All of the records below should be output exactly.

[Dataset rows on where objects appear]
%%

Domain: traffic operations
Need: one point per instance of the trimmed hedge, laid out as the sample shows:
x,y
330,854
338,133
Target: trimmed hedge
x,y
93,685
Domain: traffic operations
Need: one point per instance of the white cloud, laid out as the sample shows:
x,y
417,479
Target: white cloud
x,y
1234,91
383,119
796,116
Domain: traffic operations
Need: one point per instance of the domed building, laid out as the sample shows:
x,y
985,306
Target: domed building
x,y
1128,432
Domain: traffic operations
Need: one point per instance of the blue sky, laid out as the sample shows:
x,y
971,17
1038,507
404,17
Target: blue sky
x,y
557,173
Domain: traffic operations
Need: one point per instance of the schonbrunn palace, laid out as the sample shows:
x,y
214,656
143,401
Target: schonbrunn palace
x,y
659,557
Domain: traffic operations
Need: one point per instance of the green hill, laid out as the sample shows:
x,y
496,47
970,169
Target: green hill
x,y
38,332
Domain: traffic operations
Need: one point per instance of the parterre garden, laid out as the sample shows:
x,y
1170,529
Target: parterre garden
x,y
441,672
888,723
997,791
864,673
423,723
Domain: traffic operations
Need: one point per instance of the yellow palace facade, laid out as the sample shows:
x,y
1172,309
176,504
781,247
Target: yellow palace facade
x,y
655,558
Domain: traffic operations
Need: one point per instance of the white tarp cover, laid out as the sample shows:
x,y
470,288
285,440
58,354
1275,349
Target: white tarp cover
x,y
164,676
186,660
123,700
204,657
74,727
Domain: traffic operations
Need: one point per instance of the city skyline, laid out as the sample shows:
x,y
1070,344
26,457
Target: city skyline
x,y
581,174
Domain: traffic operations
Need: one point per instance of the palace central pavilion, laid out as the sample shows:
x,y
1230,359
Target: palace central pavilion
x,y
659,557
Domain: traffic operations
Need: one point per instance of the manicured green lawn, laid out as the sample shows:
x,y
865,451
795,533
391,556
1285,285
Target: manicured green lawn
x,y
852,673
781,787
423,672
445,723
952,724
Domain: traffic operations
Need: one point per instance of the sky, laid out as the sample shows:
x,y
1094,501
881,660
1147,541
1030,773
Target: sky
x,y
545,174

%%

Expected answer:
Domain: traffic operations
Need: one point per instance of the trimmed hedge, laid out as the sample shows:
x,y
330,854
338,133
Target: trimmed hedge
x,y
93,685
Domain: traffic operations
Need: one point per instance of the white cloud, laid out as the sample shows:
x,y
417,479
Target: white cloud
x,y
1234,91
383,119
796,116
Domain: traffic operations
Need: one point per instance of the domed building, laid out as the sample shows:
x,y
985,306
Target: domed building
x,y
1128,432
Domain: traffic operations
Need: one point per instance of the blue sky, laid out as the sample shows:
x,y
971,17
1038,507
404,17
Target: blue sky
x,y
557,173
Domain: traffic operations
Need: one point per instance of the schonbrunn palace, laid out as the sample shows:
x,y
214,656
143,401
Target: schonbrunn palace
x,y
659,557
Domain: traffic operations
Need: one point per instance of the green hill, laid out as the sample shows:
x,y
496,47
970,169
Target: green hill
x,y
38,332
Domain: traffic operations
Need: one point per instance of the parterre garden, laid out as the sample shows:
x,y
1170,529
Target: parterre garden
x,y
441,672
888,723
997,791
864,673
423,723
Domain: traffic operations
Need: one point per instance of the yellow palace facade, laid out as the sample shows:
x,y
1172,309
176,504
781,247
Target: yellow palace facade
x,y
655,558
Domain: traffic operations
Need: one point per instance of the white tarp cover, laid out as the sample shows:
x,y
470,288
285,440
58,354
1275,349
Target: white tarp cover
x,y
164,676
186,660
123,700
204,657
74,727
Domain: traffic operations
Need: one point per instance of the city skyline, laid out as the sample shows:
x,y
1070,344
26,457
Target: city skyline
x,y
581,174
Domain: traffic operations
Need: one point per instance of the palace central pavilion, laid out as the sample shows:
x,y
1230,359
Target: palace central pavilion
x,y
659,557
Domain: traffic operations
Need: one point per instance of the manicured green lawn, laid out as the sample shows:
x,y
865,451
795,533
391,556
1285,285
Target: manicured green lawn
x,y
852,673
781,787
423,672
445,723
952,724
Domain: traffic operations
Need: one point per instance of the sky, laid out as the sample shows:
x,y
1094,501
881,660
1147,541
1030,773
Target: sky
x,y
545,174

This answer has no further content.